I had mead when we went to Ireland. Delicious and it's the only way to keep warm.


----------



## ak rain (Nov 15, 2008)

what is in mead? grain alcohol?

sylvia


----------



## Scathach (Dec 5, 2008)

sylvia said:


> what is in mead? grain alcohol?
> 
> sylvia


Its an alcoholic drink made from honey, very yummy. We just got some from Montezuma Winery in NY which is really lovely, and a few bottles of homemade mead from a local farm, the men seem to like it as its a bit more... potent lol.


----------



## Mom of 4 (Oct 27, 2008)

LOVE the holidays.  Especially this week AFTER Christmas.  
No school or homework, lots of new toys and games!

- - - -

**Directive 1**
In the forum thread, what is mead made from?
**Directive 2**
Carry on the forum thread from the point where it stops.
The data that comes after the forum thread isn't needed here.

**Data rows**
- - - -

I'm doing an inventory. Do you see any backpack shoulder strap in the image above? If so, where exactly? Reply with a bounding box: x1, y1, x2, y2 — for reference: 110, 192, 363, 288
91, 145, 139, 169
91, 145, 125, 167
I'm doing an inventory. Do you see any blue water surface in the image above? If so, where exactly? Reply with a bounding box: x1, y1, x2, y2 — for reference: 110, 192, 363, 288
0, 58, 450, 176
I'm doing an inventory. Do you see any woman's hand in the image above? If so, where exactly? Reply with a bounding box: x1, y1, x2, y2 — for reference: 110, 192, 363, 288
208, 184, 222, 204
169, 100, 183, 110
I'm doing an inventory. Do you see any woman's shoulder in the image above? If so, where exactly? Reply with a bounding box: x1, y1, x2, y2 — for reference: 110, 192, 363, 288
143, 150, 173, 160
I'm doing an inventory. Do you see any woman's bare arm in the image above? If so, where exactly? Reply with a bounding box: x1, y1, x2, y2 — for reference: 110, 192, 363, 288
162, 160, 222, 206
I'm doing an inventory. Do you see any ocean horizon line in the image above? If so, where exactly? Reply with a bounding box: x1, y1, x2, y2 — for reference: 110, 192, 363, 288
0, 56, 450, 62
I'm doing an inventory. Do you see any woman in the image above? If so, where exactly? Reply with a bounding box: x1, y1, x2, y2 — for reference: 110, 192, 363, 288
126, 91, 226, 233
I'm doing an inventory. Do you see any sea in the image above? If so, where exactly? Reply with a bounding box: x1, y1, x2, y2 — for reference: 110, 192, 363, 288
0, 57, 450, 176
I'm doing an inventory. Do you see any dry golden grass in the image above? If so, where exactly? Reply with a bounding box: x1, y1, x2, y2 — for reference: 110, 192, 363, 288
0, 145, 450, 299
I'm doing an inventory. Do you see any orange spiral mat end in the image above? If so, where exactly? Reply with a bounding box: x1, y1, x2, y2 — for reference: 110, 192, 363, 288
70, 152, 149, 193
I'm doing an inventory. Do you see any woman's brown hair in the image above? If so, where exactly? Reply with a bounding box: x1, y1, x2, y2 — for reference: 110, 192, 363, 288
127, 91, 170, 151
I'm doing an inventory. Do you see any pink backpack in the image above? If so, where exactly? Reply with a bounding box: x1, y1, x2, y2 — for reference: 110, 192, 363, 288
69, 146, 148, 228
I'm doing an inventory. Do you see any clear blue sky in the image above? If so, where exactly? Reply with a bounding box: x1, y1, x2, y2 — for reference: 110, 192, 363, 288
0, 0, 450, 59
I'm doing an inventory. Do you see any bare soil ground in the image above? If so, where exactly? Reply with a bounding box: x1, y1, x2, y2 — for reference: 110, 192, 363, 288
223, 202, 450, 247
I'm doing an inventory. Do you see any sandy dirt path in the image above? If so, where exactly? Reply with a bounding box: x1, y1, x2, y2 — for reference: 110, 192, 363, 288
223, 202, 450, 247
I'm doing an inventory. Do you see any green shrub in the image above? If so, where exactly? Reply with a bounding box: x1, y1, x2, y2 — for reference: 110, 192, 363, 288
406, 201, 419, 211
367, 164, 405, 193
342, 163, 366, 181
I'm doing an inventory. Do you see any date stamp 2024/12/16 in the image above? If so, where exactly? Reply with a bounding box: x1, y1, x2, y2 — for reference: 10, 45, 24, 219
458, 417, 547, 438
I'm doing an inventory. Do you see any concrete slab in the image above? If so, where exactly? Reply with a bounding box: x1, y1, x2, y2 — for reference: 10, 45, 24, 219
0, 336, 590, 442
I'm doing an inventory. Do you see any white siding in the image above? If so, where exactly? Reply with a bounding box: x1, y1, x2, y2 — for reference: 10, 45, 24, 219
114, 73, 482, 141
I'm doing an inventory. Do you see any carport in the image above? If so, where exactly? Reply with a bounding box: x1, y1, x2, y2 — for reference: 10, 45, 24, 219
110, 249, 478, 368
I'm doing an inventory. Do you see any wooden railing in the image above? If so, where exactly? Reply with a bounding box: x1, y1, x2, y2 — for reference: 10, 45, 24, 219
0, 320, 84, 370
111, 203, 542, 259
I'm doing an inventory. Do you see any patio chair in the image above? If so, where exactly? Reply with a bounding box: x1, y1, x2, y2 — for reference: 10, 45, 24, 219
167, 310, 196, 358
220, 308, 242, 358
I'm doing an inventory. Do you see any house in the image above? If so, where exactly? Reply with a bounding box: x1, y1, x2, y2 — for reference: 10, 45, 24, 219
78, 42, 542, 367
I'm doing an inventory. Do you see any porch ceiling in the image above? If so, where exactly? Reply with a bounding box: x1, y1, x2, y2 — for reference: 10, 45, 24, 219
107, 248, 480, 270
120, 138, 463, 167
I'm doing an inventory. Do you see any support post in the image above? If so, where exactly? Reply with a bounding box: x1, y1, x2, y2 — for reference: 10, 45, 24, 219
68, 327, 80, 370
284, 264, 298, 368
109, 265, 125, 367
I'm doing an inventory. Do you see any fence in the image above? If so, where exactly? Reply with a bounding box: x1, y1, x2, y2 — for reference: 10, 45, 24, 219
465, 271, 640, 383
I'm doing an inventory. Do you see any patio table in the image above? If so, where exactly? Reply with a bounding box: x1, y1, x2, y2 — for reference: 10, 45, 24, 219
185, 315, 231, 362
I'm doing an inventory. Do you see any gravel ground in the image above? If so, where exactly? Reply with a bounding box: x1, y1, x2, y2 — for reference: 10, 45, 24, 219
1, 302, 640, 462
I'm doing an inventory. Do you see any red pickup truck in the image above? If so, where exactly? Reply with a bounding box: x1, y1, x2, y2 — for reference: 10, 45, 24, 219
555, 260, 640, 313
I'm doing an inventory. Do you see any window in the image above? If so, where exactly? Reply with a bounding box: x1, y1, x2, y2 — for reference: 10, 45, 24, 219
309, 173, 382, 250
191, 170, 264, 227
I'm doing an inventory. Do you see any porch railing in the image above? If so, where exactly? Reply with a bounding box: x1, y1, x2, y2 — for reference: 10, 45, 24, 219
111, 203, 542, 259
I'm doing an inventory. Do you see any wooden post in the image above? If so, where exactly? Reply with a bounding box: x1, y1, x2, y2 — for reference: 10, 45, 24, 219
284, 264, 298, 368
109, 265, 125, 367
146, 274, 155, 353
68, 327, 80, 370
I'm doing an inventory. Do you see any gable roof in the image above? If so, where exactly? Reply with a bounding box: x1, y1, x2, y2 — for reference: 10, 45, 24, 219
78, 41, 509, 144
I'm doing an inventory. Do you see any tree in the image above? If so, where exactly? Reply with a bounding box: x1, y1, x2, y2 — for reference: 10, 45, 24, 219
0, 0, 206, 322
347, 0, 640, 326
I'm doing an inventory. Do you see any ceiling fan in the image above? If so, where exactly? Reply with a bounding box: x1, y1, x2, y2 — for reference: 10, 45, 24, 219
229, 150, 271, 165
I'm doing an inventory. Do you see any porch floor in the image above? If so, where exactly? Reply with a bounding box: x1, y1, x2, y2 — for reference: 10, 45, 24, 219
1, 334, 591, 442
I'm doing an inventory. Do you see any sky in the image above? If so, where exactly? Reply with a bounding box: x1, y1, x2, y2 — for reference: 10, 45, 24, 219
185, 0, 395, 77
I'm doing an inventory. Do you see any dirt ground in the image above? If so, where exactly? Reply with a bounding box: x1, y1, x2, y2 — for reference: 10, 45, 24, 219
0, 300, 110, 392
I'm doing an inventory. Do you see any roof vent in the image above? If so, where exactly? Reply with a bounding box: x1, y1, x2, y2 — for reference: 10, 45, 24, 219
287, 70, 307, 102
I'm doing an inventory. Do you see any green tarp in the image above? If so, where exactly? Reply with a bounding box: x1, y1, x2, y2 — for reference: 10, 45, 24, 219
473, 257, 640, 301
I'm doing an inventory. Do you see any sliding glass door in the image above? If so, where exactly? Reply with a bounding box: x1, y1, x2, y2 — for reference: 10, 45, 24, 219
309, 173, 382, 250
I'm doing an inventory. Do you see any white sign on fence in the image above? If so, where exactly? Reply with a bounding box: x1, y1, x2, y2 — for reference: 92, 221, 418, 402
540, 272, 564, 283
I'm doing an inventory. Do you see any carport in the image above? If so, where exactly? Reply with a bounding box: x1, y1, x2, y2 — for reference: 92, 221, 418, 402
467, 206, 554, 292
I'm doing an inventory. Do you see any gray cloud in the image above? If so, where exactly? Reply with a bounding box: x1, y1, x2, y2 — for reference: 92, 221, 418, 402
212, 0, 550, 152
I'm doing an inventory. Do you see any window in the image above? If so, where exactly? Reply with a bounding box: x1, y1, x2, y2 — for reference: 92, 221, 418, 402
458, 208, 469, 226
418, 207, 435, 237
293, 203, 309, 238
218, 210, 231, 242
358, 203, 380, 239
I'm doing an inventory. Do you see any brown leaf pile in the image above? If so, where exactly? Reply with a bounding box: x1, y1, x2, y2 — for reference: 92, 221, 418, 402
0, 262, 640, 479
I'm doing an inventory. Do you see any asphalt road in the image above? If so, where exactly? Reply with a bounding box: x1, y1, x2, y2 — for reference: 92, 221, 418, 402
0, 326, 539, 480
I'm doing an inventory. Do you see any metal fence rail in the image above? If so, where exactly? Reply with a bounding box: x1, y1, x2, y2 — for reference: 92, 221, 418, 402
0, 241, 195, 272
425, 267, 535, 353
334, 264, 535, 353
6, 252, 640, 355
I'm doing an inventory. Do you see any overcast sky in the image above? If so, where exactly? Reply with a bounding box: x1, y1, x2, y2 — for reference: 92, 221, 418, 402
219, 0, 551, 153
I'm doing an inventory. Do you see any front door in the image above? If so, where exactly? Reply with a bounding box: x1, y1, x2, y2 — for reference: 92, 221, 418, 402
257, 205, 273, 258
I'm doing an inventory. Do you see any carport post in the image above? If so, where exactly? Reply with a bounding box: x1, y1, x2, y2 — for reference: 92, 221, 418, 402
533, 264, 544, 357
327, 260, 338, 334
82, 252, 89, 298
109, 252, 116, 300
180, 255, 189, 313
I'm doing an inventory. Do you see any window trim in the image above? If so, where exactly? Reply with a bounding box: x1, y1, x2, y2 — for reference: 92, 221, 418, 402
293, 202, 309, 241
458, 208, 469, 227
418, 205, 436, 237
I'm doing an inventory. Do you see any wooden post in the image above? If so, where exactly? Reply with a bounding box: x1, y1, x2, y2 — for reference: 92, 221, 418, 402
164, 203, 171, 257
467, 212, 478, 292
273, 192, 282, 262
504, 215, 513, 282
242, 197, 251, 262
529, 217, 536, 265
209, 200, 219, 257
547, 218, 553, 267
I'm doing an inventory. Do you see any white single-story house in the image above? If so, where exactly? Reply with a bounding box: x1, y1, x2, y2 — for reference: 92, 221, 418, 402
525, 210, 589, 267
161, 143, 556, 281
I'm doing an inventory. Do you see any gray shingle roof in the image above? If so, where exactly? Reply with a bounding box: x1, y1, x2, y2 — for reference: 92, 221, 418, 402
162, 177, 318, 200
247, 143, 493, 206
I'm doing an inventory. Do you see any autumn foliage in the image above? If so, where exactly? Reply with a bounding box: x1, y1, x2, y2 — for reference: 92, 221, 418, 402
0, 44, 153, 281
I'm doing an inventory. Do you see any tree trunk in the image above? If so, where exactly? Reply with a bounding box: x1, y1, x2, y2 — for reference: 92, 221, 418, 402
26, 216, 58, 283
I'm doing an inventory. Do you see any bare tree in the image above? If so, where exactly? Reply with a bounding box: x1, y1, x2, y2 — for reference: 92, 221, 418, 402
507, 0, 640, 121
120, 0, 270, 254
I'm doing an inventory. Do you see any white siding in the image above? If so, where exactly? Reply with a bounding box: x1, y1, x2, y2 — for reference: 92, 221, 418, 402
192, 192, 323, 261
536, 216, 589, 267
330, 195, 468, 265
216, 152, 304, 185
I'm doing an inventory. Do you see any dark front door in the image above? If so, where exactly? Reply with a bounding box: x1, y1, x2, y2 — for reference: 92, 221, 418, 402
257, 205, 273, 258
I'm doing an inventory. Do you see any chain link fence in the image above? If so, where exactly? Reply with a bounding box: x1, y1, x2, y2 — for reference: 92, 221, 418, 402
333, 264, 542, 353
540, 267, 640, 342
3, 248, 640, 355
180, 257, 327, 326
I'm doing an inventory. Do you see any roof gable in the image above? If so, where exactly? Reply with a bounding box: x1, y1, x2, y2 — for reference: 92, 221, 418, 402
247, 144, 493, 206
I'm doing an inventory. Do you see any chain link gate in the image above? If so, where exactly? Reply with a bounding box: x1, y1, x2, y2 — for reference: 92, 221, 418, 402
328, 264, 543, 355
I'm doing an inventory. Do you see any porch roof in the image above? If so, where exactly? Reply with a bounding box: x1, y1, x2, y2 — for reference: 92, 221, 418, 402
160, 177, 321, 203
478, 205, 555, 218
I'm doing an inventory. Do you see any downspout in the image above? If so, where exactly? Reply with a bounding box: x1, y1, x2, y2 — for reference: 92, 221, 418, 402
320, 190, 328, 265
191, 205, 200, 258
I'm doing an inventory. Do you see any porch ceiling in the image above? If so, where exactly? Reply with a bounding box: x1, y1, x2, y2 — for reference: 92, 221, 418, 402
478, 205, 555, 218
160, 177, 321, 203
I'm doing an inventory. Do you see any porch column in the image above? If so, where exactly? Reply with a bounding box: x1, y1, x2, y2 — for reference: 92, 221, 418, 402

- - - -

**Expected answer 1**
Honey.

**Expected answer 2**
No bedtimes, no early mornings, no rushing here and there.

Next week is soon enough to be back into the same ol' same ol'.


----------



## ak rain (Nov 15, 2008)

Mom of 4 said:


> LOVE the holidays. Especially this week AFTER Christmas.
> No school or homework, lots of new toys and games!
> No bedtimes, no early mornings, no rushing here and there.
> 
> Next week is soon enough to be back into the same ol' same ol'.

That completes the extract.